TEXT FOR ANALYSIS:
==============================

A series of 14 new grants from the National Science Foundation (NSF) have been awarded to support research related to the terrorism and anthrax events of fall 2001 and will contribute to homeland security objectives. Two university-based teams will use the federal funds for photonics-based research in detection and decontamination of biological or chemical warfare agents.

Water pollution study
Marc Parlange and Joseph Katz of Johns Hopkins University (Baltimore, MD) received an estimated $100,000 for a one-year study of water pollution and trace contaminants from the World Trade Center (WTC) site through the deployment of instrumentation to measure the emission and resuspension of particles into the atmosphere. Over a period of ten days, the study will measure the flux and extent of particles from the WTC site and surrounding area. A combination of turbulence sensors, including particle image velocimetry (PIV), holographic PIV, and sonic anemometers mounted on a telescopic profiling tower will continually measure the shear stress, concentration, and flux profiles of particles from the surface up to 10 m above the site (see figure).

Plant-scale experimental study in wind tunnel and field measures pollen in vertical flux using two-dimensional PIV. A holographic camera measures three-dimensional pollen distribution. The NSF grant will use the same instruments to study particle distribution in the area of the World Trade Center.
Click here to enlarge image

Particle image velocimetry measures fluid velocity fields by calculating the displacement of "tracer" particles injected into the fluid of interest. A high-speed light source, usually a pulsed laser, illuminates the particles while a cooled CCD camera images the particles. Correlation-algorithm software calculates the mean displacement of the particles between exposures. Division of the displacement by the time delay between the laser pulses returns the velocity field of the fluid.

==============================

PROBLEMS AND TASKS:
A. Name the turbulence sensors that the article on NSF homeland security grants says will be mounted on the telescopic profiling tower.
B. Resume the article on the NSF homeland security grants, starting after its final sentence.

(Dataset entries)
==============================

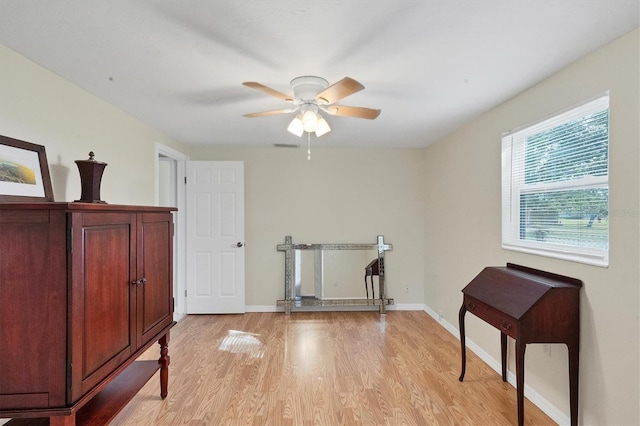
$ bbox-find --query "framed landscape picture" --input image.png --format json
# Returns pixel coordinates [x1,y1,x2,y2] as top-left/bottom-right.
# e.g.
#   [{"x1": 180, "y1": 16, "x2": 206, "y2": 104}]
[{"x1": 0, "y1": 135, "x2": 53, "y2": 202}]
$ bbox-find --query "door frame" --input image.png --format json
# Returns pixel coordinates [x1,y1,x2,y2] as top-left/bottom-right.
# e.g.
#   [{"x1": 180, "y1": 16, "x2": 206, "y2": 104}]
[{"x1": 154, "y1": 142, "x2": 189, "y2": 320}]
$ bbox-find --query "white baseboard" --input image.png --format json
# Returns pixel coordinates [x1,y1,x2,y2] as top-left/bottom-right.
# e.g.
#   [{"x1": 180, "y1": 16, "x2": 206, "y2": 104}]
[{"x1": 423, "y1": 305, "x2": 571, "y2": 425}]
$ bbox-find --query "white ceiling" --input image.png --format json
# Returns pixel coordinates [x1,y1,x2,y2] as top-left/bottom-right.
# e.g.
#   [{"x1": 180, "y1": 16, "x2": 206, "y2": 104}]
[{"x1": 0, "y1": 0, "x2": 640, "y2": 147}]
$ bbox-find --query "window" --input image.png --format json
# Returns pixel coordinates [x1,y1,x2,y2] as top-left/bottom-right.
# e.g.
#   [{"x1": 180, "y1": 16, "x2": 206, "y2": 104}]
[{"x1": 502, "y1": 94, "x2": 609, "y2": 266}]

==============================

ANSWERS FOR THIS EXERCISE:
A.
- Particle image velocimetry (PIV)
- Holographic PIV
- Sonic anemometers

B.
A scanning-elastic lidar system will be deployed to measure at 1.5-m resolution the relative concentration of particles in the lower atmosphere (range up to 7 km.). The lidar system will be calibrated using the concentration measurements obtained from the PIV systems. An analysis of the field data will identify relationships between weather conditions (such as wind-shear stress and sensible heat flux), the magnitude of the surface flux of particles, and the extent of the transport into the atmosphere.

Irradiation as disinfectant
In a second award, Ernest Blatchley and Arthur I. Aronson of Purdue University (West Lafayette, IN) received more than $95,000 to investigate the feasibility and limitations of Bacillus anthracis decontamination processes using ultraviolet (UV) and gamma irradiation as physical disinfectants. Specifically, the goal of the project is to build a database of the sterilization characterisitics of B. anthracis spores in response to UV and gamma irradiation, noting the spore inactivation, repair, and mutation. The one-year project will also quantify dose delivery in decontamination systems and examine applications to water, air, and different types of surfaces.

"Ultraviolet has the potential to be fairly effective for eliminating bacteria on hard surfaces," says Blatchley, "but gamma can penetrate further into surfaces such as paper, which means it can decontaminate packages."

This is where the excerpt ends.